+++ EXCERPTED TEXT +++

Fifty for Ben McKinney
Big Ben McKinney doing exactly what the selectors are asking with 82 off 84 balls – though runs against Gloucestershire are some of the easiest. Apologies Glos supporters, I feel cruel typing that. Durham 141-0.
A wave to Will Unwin, who is sometimes watching from the stands at OT with his daughter, but is stuck behind a laptop today.
“I am intrigued by the lineup. After missing last season, for Lancashire at least, I am surprised Rocky Flintoff is not getting a chance. I can’t imagine Paul Coughlin is the long term answer either. Flintoff needs to develop and will not do it watching from the stands.
“I appreciate without Jennings, a Plan B is required but Singh has rarely convinced with the bat. Marcus Harris is an opener by trade and his experience could be significant there, taking the pressure off Singh, who could be allowed to move down the order.”
I should have said that Jennings is out with a calf injury – though Lancs hope he’ll be back for the next round.
I’d like to see Harris opening too but he bats five for Victoria, coming in after Leicestershire’s Peter Handscomb. This is his first game since the cracking Sheffield Shield final which Victoria lost by 56 runs to South Australia.
Lancashire SGMs
Reports from Lancashire’s two Special General Meetings at The Point here at OT last night are suitably chaotic. The first SGM, the one organised by the club, was adjourned before any of the seven resolutions were passed as there wasn’t a legal advisor in the room.
The second meeting, held by the “dissidents,”wanted to raise the number of former employees who could sit on the Board from two to four. It was won by 672-401 votes, but that wasn’t a big enough percentage to pass.

+++

THE TASKS:
A - According to the cricket blog, why is Jennings missing from the Lancashire lineup?
B - Say whether each statement agrees with the cricket blog, answering yes or no and quoting the deciding words: (i) Marcus Harris bats at number five for Victoria. (ii) The first Special General Meeting passed all seven resolutions. (iii) Durham had lost no wickets when they reached 141 runs.

+++ GIVEN INFORMATION +++

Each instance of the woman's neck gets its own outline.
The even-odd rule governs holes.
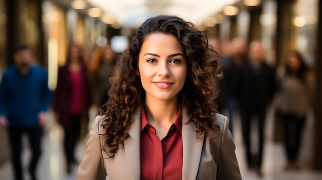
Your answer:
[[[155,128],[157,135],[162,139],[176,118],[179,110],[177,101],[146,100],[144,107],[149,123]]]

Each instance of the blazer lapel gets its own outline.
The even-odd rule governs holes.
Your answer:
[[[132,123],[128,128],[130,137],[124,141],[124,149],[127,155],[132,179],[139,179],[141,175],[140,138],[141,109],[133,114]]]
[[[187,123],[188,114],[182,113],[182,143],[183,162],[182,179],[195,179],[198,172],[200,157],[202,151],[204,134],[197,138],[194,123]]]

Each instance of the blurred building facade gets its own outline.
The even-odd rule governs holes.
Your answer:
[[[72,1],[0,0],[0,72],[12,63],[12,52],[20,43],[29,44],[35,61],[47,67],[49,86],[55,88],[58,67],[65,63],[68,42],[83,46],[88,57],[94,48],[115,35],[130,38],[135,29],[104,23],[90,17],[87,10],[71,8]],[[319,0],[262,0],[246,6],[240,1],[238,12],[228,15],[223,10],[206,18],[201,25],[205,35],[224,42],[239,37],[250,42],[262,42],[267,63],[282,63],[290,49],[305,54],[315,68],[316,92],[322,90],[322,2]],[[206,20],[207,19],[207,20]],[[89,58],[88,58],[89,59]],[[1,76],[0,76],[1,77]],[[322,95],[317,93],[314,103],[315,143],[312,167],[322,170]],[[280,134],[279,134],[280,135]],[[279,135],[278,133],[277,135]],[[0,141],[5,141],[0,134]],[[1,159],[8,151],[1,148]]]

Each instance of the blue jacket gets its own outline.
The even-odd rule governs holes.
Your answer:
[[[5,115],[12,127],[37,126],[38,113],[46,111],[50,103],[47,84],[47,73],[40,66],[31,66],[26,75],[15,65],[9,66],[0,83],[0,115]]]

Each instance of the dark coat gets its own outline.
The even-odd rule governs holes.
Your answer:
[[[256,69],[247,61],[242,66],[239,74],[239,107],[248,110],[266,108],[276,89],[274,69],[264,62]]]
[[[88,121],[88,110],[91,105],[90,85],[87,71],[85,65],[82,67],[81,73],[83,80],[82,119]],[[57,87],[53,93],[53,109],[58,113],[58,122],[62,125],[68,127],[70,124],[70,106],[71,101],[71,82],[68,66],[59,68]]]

+++

REPLIES:
A - He is out with a calf injury.

B -
(i) Yes: "he bats five for Victoria"
(ii) No: "was adjourned before any of the seven resolutions were passed"
(iii) Yes: "Durham 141-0."